Task to complete
Your task is to copy every line of the entries that holds the word "silver".

*** Opening Record extracts ***

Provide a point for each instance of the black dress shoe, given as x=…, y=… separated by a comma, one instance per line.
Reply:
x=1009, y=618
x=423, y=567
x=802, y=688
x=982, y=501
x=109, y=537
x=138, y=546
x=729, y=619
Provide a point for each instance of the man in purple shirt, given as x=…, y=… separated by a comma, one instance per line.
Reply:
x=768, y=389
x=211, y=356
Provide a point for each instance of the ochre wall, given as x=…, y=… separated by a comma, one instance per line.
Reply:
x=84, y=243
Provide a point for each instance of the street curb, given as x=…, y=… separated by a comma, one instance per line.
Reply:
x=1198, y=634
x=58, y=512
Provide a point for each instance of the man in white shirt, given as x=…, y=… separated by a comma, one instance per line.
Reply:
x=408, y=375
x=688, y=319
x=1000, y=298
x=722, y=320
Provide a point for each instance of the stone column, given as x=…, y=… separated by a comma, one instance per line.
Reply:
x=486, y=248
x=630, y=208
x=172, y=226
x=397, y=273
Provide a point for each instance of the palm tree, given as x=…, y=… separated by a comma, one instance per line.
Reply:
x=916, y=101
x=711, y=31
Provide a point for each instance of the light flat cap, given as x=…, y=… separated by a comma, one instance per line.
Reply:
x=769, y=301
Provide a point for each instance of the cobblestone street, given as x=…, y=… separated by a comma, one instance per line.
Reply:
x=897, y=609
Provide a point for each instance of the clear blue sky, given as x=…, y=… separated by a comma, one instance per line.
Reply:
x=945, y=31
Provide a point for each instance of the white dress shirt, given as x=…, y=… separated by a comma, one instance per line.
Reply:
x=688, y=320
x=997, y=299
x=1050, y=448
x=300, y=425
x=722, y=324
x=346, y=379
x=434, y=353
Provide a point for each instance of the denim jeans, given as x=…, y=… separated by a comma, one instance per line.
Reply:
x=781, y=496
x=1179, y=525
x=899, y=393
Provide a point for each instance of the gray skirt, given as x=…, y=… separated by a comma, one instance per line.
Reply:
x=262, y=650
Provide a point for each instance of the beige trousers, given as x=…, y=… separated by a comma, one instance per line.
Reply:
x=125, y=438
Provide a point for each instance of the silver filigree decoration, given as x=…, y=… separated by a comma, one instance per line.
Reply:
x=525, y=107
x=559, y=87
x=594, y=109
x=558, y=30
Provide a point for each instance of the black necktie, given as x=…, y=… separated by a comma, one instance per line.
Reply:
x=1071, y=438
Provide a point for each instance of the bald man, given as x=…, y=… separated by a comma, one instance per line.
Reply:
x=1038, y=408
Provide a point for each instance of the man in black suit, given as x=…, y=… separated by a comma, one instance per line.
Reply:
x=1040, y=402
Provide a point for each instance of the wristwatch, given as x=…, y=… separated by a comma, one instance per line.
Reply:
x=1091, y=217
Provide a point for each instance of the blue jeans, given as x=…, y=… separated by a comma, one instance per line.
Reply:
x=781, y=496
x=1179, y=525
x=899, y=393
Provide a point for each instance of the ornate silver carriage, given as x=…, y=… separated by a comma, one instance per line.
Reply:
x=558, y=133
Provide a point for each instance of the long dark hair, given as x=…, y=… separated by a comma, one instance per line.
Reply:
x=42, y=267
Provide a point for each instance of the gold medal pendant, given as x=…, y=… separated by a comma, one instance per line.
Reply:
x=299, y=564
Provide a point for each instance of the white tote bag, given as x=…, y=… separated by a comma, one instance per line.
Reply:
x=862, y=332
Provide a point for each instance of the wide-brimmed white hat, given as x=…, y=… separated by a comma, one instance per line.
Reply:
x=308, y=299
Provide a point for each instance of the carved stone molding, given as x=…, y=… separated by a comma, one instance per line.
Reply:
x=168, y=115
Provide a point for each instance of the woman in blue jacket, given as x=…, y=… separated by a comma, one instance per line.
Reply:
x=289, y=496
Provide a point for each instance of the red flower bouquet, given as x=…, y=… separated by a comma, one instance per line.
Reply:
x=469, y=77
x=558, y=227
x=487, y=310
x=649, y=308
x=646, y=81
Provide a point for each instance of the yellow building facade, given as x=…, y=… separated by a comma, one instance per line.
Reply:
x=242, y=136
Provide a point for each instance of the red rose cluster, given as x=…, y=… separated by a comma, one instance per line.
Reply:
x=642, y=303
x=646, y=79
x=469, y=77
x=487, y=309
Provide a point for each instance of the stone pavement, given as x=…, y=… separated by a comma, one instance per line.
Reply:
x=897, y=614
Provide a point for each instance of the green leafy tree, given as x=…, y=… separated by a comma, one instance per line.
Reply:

*** Closing Record extracts ***

Final answer
Provide a point for each instance of the silver filigree decoration, given as x=…, y=… separated by a comma, one instance per line.
Provide a point for each instance of the ornate silver carriage, given as x=…, y=… separated by a comma, one instance per line.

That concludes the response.